- _WRITTEN EXERCISE_: Find the line containing "drawmask --target porch" in the material below; copy that line and all following lines exactly.

- _AVAILABLE RECORDS_:

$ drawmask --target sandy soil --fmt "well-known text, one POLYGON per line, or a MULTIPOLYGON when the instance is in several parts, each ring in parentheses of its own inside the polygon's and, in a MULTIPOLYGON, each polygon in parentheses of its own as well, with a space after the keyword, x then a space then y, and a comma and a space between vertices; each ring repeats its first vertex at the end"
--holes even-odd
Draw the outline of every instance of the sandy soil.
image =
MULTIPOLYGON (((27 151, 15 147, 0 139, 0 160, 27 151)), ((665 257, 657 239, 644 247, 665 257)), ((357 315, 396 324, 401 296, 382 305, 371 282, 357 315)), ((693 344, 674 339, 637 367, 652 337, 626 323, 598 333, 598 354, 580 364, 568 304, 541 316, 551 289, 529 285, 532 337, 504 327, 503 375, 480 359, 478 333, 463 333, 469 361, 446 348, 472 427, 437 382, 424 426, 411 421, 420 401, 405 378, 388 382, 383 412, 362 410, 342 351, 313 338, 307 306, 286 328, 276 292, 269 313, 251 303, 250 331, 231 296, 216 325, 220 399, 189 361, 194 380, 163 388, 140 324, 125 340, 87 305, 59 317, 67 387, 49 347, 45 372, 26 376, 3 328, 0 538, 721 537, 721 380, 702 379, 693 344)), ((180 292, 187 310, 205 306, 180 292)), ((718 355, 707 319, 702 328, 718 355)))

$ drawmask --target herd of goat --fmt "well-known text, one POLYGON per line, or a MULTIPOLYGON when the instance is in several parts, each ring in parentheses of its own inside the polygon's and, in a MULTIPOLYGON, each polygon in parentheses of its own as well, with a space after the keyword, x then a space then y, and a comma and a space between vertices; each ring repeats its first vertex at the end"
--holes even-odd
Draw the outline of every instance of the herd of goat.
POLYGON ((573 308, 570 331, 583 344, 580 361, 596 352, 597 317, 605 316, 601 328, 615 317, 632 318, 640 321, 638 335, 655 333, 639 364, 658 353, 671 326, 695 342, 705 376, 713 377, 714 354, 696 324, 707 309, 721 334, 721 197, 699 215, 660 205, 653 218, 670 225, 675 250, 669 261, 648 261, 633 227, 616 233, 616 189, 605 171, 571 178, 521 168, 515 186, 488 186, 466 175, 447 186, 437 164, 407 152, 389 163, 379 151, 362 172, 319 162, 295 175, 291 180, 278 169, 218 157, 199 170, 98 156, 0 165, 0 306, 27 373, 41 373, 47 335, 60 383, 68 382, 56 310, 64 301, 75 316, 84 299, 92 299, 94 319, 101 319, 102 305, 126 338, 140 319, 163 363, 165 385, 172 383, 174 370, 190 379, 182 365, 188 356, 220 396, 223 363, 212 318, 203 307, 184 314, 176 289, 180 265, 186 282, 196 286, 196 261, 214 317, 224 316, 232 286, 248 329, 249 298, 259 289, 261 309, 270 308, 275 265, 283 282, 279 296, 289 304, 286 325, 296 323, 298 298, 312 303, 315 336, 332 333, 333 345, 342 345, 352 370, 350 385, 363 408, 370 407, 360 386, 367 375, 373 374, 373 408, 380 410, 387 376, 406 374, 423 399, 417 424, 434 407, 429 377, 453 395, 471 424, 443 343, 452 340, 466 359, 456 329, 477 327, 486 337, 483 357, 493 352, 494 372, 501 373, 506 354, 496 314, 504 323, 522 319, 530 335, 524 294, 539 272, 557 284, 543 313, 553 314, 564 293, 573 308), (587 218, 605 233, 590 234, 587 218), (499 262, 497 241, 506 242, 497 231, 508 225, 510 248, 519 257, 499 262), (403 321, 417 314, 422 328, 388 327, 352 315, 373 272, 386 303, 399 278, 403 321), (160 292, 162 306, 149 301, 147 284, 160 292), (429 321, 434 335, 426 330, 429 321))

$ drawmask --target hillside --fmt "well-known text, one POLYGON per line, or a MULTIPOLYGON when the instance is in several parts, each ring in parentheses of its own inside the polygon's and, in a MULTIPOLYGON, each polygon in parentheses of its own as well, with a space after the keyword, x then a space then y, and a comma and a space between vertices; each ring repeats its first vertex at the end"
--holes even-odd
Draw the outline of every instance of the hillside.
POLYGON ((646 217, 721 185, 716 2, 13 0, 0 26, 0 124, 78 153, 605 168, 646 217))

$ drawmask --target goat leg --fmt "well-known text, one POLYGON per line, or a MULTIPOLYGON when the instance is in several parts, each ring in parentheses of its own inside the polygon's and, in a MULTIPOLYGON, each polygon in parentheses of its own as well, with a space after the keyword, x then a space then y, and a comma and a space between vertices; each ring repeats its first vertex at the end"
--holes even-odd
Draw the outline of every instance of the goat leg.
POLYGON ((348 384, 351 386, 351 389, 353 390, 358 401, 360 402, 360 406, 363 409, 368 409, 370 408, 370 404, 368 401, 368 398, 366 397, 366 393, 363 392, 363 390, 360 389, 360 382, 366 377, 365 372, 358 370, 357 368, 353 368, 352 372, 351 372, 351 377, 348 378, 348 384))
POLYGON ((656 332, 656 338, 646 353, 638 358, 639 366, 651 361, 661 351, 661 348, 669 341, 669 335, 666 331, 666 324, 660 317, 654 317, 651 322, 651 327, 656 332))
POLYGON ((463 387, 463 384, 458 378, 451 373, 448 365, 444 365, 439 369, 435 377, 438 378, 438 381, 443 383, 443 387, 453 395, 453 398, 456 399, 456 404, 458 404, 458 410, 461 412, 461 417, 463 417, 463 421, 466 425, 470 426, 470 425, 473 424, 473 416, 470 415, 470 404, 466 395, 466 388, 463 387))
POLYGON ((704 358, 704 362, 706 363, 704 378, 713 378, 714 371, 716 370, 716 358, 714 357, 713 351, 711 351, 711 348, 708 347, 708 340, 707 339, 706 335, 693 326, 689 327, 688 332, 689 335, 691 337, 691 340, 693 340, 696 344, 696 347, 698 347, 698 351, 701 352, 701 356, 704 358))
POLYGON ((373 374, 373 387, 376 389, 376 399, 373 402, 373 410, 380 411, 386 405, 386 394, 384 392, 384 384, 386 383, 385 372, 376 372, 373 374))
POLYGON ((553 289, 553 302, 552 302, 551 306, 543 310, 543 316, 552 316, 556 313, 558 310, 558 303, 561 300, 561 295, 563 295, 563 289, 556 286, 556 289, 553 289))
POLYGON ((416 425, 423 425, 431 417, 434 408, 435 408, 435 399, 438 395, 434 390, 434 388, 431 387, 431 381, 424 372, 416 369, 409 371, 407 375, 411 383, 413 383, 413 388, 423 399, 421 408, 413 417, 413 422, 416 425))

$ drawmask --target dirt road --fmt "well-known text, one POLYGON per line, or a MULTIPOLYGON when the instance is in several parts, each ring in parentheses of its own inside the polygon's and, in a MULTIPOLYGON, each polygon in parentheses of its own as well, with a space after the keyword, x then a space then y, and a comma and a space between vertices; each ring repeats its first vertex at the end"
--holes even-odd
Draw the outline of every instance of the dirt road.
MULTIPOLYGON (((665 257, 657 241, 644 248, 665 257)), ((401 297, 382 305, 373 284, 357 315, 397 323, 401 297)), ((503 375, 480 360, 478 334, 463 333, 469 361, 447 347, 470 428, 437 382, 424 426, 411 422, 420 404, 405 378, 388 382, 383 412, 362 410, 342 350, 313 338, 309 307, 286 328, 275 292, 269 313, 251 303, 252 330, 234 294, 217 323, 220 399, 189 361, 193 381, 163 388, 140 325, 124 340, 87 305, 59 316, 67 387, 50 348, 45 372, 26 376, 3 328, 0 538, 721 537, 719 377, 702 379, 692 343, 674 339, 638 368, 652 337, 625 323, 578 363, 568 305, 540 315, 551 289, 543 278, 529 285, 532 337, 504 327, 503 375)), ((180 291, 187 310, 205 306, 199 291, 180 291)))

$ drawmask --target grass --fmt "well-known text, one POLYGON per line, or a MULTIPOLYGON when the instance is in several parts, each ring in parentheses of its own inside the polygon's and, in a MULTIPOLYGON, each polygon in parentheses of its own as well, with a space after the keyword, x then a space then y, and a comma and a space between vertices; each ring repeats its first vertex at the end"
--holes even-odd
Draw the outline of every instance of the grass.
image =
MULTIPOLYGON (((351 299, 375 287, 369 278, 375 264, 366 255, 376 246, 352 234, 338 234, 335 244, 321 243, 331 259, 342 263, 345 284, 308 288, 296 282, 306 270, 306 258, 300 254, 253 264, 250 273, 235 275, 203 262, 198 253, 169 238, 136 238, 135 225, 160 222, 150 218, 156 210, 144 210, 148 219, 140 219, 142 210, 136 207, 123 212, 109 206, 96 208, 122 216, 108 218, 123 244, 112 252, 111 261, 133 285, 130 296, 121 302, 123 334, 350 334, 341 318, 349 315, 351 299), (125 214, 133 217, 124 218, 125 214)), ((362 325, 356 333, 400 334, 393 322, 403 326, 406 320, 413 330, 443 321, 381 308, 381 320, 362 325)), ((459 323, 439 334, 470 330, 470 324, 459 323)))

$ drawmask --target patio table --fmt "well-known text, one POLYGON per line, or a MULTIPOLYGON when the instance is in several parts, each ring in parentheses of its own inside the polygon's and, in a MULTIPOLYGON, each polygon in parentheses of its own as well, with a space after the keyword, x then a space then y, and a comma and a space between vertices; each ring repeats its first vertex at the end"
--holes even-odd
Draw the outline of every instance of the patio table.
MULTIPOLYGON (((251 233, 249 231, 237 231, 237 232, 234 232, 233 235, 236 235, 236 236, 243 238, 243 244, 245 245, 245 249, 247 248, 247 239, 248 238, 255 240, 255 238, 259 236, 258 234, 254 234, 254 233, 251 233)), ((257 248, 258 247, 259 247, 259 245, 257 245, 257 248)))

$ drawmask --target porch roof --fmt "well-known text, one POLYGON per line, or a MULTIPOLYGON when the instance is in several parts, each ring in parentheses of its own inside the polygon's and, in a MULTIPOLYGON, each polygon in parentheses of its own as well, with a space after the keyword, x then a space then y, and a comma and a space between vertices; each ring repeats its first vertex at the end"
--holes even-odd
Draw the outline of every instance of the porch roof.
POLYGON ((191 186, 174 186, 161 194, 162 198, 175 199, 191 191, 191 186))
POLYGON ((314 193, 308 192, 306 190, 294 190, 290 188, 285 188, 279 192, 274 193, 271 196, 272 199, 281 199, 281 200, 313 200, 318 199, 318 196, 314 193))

- _TASK RESULT_:
$ drawmask --target porch roof --fmt "well-known text, one POLYGON per line, or a MULTIPOLYGON when the instance is in several parts, each ring in parentheses of its own inside the polygon's and, in a MULTIPOLYGON, each polygon in parentheses of its own as well, with a space after the keyword, x then a space then y, and a comma and a space between vertices; each ring repeats its first vertex at the end"
--holes even-odd
Draw the outline of every instance of the porch roof.
POLYGON ((191 186, 174 186, 161 194, 162 198, 175 199, 191 191, 191 186))
POLYGON ((314 193, 308 192, 306 190, 294 190, 290 188, 285 188, 279 192, 274 193, 271 196, 272 199, 281 199, 281 200, 313 200, 318 199, 318 196, 314 193))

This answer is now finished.